Each entry below is to be transcribed exactly.

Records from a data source
§
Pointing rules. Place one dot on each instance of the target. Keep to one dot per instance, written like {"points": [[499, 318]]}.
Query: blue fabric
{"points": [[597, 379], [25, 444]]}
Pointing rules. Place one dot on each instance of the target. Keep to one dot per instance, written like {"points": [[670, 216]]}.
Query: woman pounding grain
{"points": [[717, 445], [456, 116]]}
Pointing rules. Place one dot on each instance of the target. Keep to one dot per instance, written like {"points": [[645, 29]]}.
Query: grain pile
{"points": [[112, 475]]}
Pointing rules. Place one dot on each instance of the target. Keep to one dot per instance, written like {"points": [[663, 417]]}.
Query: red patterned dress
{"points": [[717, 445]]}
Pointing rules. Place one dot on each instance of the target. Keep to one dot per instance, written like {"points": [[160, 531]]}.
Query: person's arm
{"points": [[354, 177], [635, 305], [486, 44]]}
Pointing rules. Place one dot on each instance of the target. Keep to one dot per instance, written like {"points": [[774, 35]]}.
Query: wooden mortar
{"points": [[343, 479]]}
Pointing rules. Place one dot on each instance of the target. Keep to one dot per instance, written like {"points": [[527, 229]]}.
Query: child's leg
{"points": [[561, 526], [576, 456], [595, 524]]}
§
• **SOLUTION TO THIS PROBLEM**:
Pointing rules. Place one dot on each instance of the target. Keep to one dot per instance, written like {"points": [[499, 318]]}.
Query: blue fabric
{"points": [[597, 379], [25, 444]]}
Pointing rules. Place one dot on each instance of the target. Keep to one dot per instance, written like {"points": [[670, 216]]}.
Query: woman pounding grain
{"points": [[717, 445], [456, 116]]}
Pointing rules. Place one dot on each instance of the target. Keep to one dot per instance, written like {"points": [[645, 29]]}.
Query: grain pile
{"points": [[112, 475]]}
Pointing rules. Place one dot on each instance of the target. Keep to one dot per instance, written like {"points": [[663, 417]]}.
Query: red patterned dress
{"points": [[717, 445]]}
Pointing rules. Place one dot on each instance of the target. Keep to one dot per instance, written like {"points": [[160, 531]]}.
Query: person's arm
{"points": [[354, 177], [635, 305], [486, 44]]}
Pointing rules. Place one dot on each instance of the target. Keep to one dot per instance, written like {"points": [[774, 35]]}.
Query: wooden mortar
{"points": [[343, 479]]}
Pointing rules. Place one dot on each instance of the target. Keep to one dot per instance, written like {"points": [[527, 229]]}.
Query: child's leg
{"points": [[561, 526], [576, 456], [595, 524]]}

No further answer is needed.